Rewrite each line of the material below as an item in a numbered list, skipping blank lines and omitting the pictures.

== Stored data ==

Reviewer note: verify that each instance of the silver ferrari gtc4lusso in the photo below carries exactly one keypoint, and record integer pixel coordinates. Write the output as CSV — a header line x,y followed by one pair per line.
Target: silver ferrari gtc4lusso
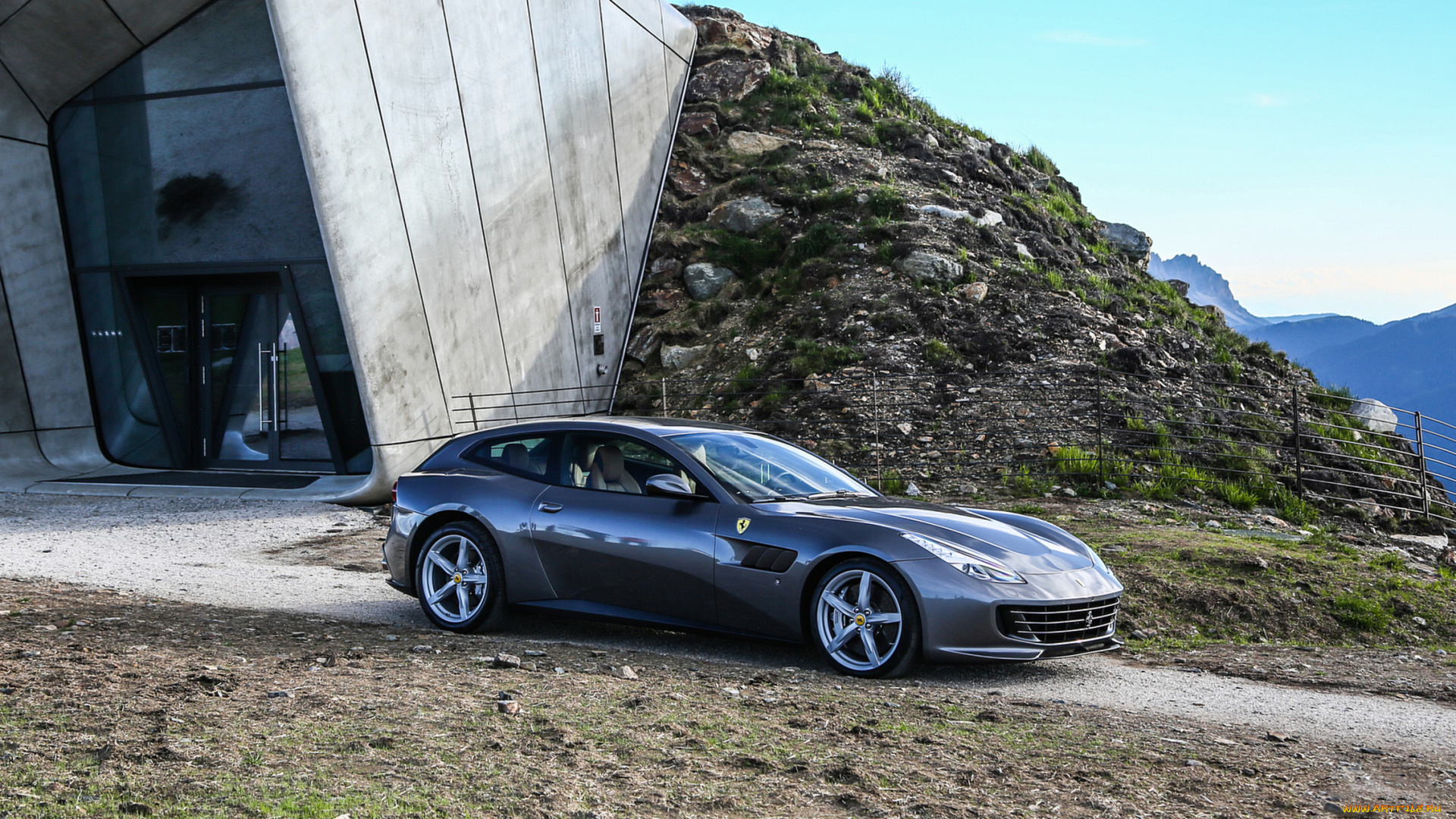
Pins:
x,y
691,525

===

Result of this exercise –
1. Reviewer note: verify that each instance of the silver ferrari gtc4lusso in the photo below carries exactly one keypoint, and record integer pixel coordinates. Write the output as CSV — a header line x,y followed by one pair per line.
2. Target: silver ferrari gtc4lusso
3. Pins:
4. x,y
5. 691,525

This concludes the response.